**ÉNONCÉ**
Reprenez l'entretien avec Iba Ndiaye sur la situation au Mali et poursuivez-le après sa dernière phrase.

**TEXTE SOURCE**
━━━━━━━━━━

IBA Ndiaye, 1er Vice-Président de L’ADEMA/PASJ « J’ai peur pour le Mali »

L’Indicateur du Renouveau : Quelle lecture faites-vous des dernières évolutions ?

Iba Ndiaye : Malgré nos doléances qui étaient connues, nous avons laissé la Cédéao à travers son médiateur et l’Armée d’entrer en négociations. Ce qui a abouti à la signature d’un document dénommé accord-cadre. Ce document a été rédigé et signé par seulement deux acteurs : le CNRDRE et la Cédéao. Aucun parti politique, aucune organisation de la société civile n’a participé à cette négociation. Cela ne nous a pas empêchés d’accepter cet accord pour débloquer la situation.

Car il y avait des urgences qui étaient entre autres : éviter au Mali une situation d’isolement, des sanctions… Le Mali a signé beaucoup d’engagements. Ce qui fait que ces engagements ont déclenché des séries de réactions qui allaient être préjudiciables à notre pays. Ces réactions nous mettaient en rupture de banc avec l’extérieur.

Aujourd’hui, aucun pays ne peut se passer de la communauté internationale. Ce n’est pas le Mali seul qui peut résoudre les problèmes dont la crise au nord. Nous avons dit que nous acceptons l’accord-cadre avec toutes ses insuffisances.

Les sanctions ont été ensuite levées. Si aujourd’hui la Cédéao est prête à appuyer notre armée pour reconquérir le Nord, je ne vois pas de problème à cela. La situation d’humiliation qui a occasionné le coup d’Etat est inacceptable. Au moment où nous parlons, nous avons les possibilités d’avoir cet appui militaire de la Cédéao. Avec son appui, nous sommes sûrs de gagner ce combat. Nous pensons que le parcours est jusque-là bon. Nous sommes des Maliens et notre souhait est que notre armée seule résolve les problèmes.

Mais, nous savons tous aujourd’hui que cela n’est pas possible. Nous devons continuer avec l’esprit qui a prévalu jusqu’ici. Il y a eu des compromis malgré le silence de l’accord-cadre sur la désignation du président, la période de la transition, et sur la modalité de la formation du gouvernement. On a accepté aussi le fait que seuls les signataires de l’accord-cadre désignent le Premier ministre. L’accord-cadre disait de constituer un gouvernement d’union nationale. Il n’y a eu ni concertation, ni gouvernement d’union nationale.

Ce sont uniquement les militaires qui ont fait le choix du gouvernement même si cela n’était pas écrit dans l’accord-cadre. Mais, tout cela est secondaire face à la situation au nord. Avant aujourd’hui, la Cédéao a été autorisée à prendre des décisions que nous n’avons pas contestées. Nous ne devons pas broncher aujourd’hui quand elle prend de nouveau des décisions pour nous. Quand elle fixe la durée de transition à 12 mois, la question devrait être de savoir si ce délai était suffisant. Et nous devons demander à la Cédéao de nous réunir tous (CNRDRE, autorités en place, classe politique, organisations de la société civile) autour de la table de négociation pour avoir un consensus sur la durée de la transition. Il ne faut pas qu’on aiguise l’égo des Maliens pour nous amener dans une aventure. Nous disons : allons-y, les institutions sont là. Il faut les laisser travailler. Par ailleurs, la demande du retour des militaires dans les casernes n’est pas une nouveauté. Il ne faut pas s’enflammer.

━━━━━━━━━━

**DONNÉES EXTRAITES**
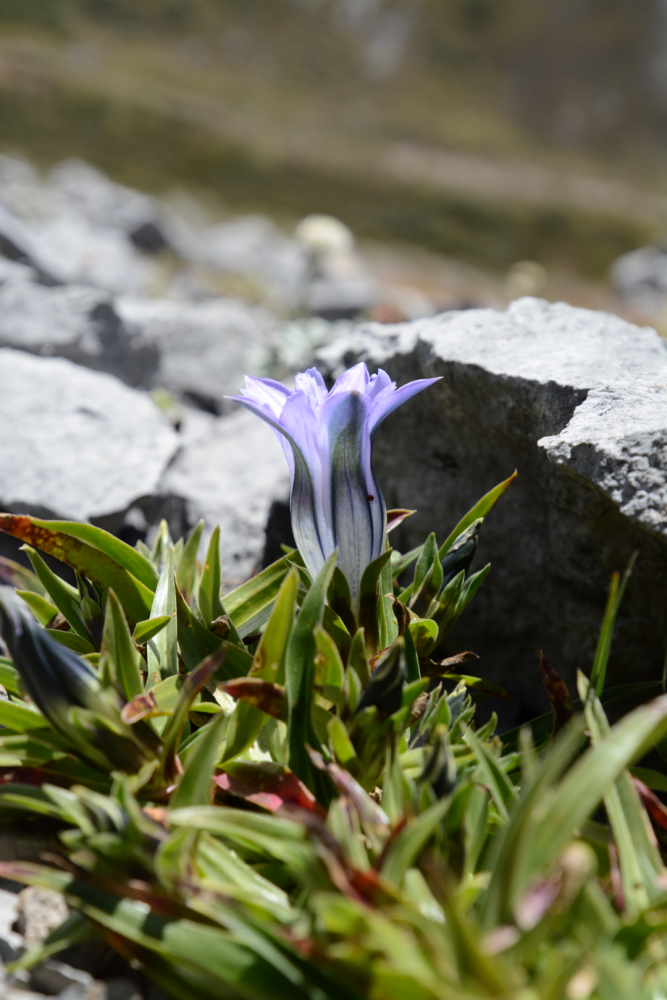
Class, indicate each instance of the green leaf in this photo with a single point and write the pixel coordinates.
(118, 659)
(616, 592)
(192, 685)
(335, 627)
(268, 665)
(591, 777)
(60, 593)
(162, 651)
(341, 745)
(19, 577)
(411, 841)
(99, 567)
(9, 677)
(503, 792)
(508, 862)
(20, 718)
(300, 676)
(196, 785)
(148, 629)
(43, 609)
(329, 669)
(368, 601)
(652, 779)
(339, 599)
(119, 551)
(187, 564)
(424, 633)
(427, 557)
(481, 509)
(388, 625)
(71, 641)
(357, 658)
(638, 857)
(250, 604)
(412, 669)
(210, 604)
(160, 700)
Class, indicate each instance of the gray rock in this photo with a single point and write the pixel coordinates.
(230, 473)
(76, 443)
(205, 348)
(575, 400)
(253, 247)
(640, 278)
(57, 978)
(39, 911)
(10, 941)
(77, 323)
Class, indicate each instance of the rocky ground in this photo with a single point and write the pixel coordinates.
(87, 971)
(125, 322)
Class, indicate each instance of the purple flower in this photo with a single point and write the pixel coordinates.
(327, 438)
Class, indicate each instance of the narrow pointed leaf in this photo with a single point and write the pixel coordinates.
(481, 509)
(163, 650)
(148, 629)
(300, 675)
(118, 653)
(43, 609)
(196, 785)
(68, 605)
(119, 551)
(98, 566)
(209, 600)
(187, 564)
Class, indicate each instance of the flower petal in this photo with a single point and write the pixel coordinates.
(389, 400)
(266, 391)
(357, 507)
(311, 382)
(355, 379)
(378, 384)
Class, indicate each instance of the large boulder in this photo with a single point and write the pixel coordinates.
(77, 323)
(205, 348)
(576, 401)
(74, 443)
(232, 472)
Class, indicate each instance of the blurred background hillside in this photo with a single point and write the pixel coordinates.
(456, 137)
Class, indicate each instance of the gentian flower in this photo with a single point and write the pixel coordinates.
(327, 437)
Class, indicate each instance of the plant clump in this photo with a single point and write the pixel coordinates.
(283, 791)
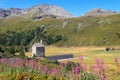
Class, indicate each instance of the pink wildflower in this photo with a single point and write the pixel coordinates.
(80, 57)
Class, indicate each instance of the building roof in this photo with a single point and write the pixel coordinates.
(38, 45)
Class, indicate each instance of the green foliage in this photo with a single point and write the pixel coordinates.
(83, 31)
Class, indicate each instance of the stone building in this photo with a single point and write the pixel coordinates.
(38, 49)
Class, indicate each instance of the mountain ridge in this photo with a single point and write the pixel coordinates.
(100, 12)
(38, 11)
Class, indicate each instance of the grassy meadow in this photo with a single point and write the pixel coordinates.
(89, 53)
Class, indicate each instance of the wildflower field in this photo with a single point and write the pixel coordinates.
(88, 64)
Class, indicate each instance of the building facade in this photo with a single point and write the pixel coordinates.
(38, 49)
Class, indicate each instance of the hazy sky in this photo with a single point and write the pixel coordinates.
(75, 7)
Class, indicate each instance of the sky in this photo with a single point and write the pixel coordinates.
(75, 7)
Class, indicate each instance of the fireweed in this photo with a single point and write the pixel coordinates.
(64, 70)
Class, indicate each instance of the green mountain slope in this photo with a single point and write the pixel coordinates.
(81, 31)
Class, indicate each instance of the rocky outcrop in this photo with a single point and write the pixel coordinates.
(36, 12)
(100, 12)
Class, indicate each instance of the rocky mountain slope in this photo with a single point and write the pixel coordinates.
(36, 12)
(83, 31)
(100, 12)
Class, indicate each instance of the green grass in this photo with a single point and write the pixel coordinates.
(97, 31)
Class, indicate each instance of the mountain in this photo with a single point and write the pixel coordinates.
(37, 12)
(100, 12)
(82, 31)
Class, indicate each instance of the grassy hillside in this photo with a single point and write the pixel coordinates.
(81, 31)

━━━━━━━━━━

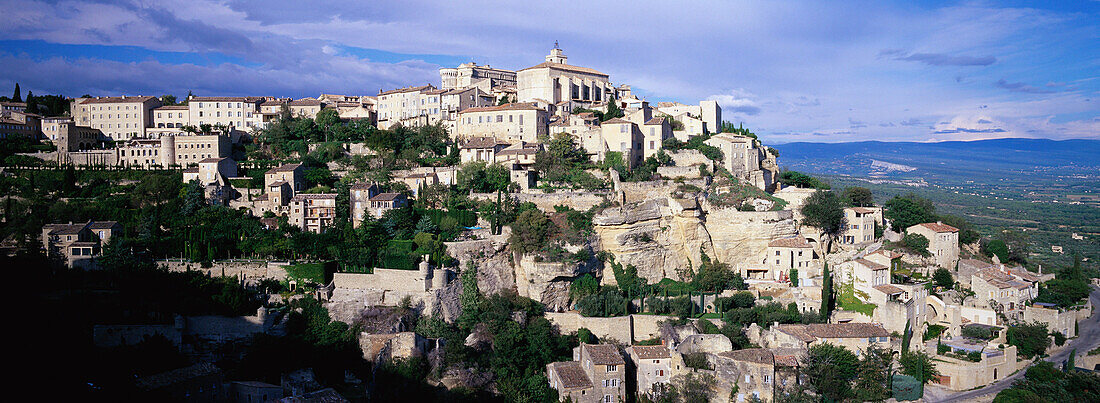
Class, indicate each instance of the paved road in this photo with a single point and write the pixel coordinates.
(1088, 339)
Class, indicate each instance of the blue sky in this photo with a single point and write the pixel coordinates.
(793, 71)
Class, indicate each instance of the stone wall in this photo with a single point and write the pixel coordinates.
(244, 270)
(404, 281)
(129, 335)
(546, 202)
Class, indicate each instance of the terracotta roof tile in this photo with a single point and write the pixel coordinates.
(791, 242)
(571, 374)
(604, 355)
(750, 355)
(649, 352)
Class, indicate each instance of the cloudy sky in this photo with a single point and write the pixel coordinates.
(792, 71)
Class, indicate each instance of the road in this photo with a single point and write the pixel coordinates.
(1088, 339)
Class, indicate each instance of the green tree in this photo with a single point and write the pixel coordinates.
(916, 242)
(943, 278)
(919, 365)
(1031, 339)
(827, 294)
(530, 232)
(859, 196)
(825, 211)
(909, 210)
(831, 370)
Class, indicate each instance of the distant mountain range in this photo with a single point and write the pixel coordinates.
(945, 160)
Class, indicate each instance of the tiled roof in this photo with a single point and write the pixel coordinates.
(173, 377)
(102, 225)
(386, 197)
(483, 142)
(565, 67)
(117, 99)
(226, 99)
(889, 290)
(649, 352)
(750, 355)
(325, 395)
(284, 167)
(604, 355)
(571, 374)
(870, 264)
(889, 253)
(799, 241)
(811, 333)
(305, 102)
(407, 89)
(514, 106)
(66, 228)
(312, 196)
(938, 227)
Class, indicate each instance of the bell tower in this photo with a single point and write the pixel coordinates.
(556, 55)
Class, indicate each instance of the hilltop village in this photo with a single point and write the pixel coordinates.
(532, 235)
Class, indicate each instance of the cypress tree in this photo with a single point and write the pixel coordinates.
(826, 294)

━━━━━━━━━━

**RÉPONSE RÉDIGÉE**
L’Indiateur du Renouveau : Comment analysez-vous les réactions aux décisions prises par la Cédéao le jeudi dernier ?

I. N. : Je crains pour le Mali compte tenu de la situation de peur créée par les saccages, les arrestations… Ce n’est pas une bonne chose. Je n’ai pas beaucoup apprécié le discours du capitaine Sanogo qui est comme une déclaration de guerre. On n’a pas besoin de cela aujourd’hui comme on n’a pas besoin des procès d’intention vis-à-vis des hommes politiques. Je pense qu’il faut créer plutôt un cadre de concertation pour que le Mali retrouve la sérénité, améliorer les relations sociales qui nous lient. Sinon, j’ai bien peur pour le Mali et pour tous ses acteurs. Malheureusement, les hommes politiques sont traités de tous les maux. Il y a des hommes et des femmes qui ont décidé de faire de la politique. Le vote étant la voie d’accès au pouvoir en démocratie, il faut voter pour choisir son dirigeant. Ceux qui n’ont pas fait le pouvoir, sont considérés comme les plus propres. Il faut que ces derniers aussi gèrent pour qu’on puisse les juger.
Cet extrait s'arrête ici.